-- start of Entries provided --

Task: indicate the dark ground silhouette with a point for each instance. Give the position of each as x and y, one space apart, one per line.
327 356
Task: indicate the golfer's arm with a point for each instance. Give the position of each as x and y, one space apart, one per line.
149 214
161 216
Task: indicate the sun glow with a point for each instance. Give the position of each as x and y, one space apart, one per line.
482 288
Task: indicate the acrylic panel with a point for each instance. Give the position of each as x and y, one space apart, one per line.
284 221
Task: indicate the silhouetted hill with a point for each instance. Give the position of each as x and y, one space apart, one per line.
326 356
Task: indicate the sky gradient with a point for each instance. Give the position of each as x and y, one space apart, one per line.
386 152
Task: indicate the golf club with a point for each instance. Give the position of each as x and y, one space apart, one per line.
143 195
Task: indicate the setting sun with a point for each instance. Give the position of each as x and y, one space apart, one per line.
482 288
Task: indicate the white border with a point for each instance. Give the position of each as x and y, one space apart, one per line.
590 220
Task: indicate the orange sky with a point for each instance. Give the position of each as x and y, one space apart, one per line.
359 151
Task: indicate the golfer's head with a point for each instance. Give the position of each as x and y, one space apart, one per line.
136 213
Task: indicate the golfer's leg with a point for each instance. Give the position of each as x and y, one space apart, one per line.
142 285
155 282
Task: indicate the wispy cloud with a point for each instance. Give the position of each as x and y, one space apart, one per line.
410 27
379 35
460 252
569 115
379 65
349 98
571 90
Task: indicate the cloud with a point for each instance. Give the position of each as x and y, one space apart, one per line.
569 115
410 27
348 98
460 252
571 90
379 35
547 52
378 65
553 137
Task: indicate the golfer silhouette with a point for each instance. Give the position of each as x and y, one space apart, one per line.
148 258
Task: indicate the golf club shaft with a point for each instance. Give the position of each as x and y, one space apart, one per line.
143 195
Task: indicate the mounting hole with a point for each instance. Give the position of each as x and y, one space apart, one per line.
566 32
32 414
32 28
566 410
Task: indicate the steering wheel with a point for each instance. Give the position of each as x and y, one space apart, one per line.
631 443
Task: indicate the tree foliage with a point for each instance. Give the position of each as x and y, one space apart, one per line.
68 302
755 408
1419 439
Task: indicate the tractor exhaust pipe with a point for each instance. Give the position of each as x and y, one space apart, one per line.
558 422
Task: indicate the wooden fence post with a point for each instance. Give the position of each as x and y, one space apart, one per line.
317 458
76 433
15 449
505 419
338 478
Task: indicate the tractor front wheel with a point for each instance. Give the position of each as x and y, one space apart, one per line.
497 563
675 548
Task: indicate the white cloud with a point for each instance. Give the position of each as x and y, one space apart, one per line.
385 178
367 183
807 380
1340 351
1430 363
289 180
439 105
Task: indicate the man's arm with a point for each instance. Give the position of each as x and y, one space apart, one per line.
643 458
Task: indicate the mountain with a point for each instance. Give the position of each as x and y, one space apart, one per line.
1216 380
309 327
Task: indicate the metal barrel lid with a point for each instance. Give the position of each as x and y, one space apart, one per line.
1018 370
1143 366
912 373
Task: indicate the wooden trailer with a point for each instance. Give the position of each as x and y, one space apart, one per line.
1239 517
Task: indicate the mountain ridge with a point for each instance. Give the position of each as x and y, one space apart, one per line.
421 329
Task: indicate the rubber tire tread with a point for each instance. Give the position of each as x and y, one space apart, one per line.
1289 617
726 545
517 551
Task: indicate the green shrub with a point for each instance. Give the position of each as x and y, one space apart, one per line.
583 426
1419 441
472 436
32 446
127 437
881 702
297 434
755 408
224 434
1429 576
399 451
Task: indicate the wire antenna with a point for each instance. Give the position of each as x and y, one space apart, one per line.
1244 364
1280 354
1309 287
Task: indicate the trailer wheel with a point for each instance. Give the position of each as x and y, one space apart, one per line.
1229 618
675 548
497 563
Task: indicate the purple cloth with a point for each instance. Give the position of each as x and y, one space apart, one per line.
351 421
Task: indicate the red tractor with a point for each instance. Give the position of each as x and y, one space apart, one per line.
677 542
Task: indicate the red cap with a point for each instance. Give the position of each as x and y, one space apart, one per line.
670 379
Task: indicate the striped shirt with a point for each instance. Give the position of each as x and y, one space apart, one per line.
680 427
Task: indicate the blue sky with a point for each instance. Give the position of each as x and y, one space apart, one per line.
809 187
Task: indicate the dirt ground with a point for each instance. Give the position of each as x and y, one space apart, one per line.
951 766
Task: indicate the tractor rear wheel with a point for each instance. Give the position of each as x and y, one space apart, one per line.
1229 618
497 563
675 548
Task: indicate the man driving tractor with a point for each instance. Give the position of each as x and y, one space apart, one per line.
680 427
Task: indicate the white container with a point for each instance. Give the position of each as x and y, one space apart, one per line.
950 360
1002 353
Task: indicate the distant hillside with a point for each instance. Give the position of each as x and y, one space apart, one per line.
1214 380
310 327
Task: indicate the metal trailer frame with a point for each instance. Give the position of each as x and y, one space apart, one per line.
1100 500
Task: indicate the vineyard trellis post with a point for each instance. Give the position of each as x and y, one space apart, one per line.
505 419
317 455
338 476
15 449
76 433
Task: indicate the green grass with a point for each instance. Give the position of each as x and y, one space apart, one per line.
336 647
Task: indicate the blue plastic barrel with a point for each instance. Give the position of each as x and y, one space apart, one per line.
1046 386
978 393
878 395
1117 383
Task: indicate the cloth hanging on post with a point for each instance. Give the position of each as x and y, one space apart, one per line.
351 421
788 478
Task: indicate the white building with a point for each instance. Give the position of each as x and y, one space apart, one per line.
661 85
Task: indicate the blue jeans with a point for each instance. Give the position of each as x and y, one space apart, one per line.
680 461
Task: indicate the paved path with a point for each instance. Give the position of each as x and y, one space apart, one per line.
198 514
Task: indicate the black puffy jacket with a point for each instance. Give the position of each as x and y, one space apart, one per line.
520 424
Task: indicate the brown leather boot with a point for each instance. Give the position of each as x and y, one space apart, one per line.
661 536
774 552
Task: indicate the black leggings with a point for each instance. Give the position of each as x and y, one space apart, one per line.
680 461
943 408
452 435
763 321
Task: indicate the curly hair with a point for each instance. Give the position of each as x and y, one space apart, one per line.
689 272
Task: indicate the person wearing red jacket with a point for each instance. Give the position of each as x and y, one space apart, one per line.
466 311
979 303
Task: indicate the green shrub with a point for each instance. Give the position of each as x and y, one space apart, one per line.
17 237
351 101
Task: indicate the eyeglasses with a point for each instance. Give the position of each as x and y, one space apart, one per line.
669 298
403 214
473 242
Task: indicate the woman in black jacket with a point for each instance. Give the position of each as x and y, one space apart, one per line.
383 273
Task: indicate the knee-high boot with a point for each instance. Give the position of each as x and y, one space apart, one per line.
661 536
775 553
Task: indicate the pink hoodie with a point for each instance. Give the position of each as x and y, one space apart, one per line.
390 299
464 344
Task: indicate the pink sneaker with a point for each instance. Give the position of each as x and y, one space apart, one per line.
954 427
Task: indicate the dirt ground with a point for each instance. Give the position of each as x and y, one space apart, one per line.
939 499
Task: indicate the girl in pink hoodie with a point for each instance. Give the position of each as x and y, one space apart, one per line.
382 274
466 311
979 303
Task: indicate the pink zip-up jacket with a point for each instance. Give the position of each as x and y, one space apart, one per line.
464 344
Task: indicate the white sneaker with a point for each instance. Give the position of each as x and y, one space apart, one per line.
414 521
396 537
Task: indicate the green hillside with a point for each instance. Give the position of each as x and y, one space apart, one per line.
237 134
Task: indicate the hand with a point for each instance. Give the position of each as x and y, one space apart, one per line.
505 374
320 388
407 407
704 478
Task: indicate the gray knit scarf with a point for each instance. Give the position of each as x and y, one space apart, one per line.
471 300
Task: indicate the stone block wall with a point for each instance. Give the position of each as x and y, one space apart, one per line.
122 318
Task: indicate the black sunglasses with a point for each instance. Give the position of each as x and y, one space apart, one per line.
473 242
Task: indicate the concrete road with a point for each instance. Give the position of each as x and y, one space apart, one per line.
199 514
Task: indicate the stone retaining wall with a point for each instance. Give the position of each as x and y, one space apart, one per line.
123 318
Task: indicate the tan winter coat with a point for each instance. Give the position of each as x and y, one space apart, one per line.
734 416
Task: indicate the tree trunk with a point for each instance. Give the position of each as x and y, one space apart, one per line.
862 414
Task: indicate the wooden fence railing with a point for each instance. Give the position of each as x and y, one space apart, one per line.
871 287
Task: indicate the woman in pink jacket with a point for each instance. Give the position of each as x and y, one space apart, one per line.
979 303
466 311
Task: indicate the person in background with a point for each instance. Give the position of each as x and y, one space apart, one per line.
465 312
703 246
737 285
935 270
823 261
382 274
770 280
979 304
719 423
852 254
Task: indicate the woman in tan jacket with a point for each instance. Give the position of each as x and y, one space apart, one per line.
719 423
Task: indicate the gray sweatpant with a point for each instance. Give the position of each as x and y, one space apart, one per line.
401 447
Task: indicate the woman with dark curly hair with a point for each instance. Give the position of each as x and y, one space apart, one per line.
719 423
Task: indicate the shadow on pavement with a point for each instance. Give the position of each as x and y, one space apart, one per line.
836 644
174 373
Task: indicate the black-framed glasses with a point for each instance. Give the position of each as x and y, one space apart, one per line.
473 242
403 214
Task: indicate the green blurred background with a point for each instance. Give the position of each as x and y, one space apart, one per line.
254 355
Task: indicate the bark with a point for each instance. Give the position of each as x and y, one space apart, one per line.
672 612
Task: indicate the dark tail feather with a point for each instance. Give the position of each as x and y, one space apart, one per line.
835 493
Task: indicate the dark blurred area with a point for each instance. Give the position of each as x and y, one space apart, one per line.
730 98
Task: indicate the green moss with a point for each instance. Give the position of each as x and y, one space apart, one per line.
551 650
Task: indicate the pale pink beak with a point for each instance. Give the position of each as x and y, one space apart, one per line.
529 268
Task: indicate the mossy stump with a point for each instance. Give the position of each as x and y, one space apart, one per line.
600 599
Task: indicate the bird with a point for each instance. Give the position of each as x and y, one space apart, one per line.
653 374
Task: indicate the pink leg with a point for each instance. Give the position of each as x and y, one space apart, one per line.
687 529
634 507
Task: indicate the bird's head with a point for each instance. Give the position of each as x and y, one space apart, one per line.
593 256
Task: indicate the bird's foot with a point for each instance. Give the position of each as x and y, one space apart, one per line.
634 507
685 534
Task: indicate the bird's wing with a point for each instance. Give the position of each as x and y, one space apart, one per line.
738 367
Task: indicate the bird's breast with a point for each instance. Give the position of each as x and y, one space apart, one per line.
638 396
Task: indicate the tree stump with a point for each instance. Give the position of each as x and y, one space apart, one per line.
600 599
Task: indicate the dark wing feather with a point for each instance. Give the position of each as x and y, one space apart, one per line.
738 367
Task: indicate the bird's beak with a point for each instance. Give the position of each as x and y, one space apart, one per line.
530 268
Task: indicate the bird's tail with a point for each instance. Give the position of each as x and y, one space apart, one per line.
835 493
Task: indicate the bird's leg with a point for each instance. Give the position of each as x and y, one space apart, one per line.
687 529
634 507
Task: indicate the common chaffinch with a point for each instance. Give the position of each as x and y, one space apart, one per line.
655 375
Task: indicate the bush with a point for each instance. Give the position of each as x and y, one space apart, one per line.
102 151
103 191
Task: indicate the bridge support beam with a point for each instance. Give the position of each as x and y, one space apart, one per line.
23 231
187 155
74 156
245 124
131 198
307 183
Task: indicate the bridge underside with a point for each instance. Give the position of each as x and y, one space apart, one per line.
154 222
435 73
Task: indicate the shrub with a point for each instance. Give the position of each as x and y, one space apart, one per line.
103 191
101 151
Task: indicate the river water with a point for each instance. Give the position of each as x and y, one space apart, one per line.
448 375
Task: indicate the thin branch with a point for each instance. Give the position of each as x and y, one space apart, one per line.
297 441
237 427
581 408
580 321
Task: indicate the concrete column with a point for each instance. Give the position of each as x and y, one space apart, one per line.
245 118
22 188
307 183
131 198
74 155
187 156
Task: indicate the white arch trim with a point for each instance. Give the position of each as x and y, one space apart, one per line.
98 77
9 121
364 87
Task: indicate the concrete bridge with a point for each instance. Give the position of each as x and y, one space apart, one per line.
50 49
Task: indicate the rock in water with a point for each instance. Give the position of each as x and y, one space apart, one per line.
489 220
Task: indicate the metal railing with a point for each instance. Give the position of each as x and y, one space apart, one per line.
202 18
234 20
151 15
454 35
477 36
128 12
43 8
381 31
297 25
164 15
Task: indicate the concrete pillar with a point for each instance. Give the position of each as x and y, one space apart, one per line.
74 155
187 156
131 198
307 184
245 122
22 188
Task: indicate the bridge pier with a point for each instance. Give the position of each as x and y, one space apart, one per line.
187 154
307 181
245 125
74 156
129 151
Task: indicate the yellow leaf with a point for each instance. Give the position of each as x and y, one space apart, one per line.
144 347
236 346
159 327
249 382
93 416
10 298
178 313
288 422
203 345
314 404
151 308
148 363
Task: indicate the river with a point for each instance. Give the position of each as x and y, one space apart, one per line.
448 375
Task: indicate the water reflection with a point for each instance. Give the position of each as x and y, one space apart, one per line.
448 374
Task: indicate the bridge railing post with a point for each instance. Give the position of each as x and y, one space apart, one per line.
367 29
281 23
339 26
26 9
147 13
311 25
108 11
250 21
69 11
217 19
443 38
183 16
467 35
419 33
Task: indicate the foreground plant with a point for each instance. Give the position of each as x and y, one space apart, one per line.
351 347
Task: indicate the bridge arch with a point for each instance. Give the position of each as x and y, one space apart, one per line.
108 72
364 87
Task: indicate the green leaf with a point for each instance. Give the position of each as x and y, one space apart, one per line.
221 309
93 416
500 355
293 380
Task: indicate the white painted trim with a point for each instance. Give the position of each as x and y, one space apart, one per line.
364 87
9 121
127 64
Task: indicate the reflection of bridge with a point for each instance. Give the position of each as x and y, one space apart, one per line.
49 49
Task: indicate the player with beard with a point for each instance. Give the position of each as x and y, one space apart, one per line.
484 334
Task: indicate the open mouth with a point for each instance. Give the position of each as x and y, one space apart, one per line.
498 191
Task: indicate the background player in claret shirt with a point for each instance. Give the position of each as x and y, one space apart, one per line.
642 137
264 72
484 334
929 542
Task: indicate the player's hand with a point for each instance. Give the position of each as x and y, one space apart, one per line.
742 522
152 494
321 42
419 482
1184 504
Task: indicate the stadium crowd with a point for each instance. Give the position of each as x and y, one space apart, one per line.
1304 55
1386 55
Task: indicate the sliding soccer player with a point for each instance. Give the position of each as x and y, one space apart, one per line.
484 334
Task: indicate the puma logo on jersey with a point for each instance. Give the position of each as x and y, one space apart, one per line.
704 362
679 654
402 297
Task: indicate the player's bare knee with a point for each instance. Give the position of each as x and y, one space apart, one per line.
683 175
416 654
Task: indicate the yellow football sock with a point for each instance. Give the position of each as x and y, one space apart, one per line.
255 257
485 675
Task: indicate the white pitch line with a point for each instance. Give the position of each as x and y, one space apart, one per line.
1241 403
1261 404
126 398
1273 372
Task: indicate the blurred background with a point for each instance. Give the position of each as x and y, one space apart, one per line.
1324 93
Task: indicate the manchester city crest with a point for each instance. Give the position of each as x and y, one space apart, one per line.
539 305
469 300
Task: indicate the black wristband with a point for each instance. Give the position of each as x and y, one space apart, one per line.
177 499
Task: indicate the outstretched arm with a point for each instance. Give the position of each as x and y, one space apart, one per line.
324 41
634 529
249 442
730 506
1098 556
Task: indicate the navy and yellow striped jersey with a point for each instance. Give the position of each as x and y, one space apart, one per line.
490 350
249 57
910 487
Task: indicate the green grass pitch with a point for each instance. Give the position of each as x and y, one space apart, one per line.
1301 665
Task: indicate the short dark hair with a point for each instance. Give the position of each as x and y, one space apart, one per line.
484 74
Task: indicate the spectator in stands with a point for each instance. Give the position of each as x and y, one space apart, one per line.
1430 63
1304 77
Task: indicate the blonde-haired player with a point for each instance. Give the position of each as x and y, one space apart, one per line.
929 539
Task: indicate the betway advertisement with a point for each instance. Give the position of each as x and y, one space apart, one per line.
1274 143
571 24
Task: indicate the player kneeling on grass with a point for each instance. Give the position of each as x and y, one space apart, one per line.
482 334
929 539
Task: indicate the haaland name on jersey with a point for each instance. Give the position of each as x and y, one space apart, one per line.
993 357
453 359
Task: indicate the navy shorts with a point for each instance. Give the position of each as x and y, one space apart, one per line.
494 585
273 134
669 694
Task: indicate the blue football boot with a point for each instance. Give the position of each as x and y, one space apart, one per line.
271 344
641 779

-- end of Entries provided --

◆ Aim:
Repeat exactly the lines starting at the line with "Task: indicate the player kneeling" and ending with the final line of the entries. Include nothing else.

◆ Solution to the exercise:
Task: indicate the player kneeling on grass with a point for each instance. Give the position of each as x and y, one space apart, one per line.
482 334
929 539
Task: indicate the haaland name on jersey with a point for each instance. Give the position of each as x and y, one space apart, one per line.
993 357
453 359
Task: indicate the navy shorts with a point for each instance. Give the position of each as x and y, one space apart, one per line.
494 585
273 134
669 694
Task: indicate the blue football boot with a point for each instance. Give the position of each as x and y, one space apart, one per line.
271 344
641 779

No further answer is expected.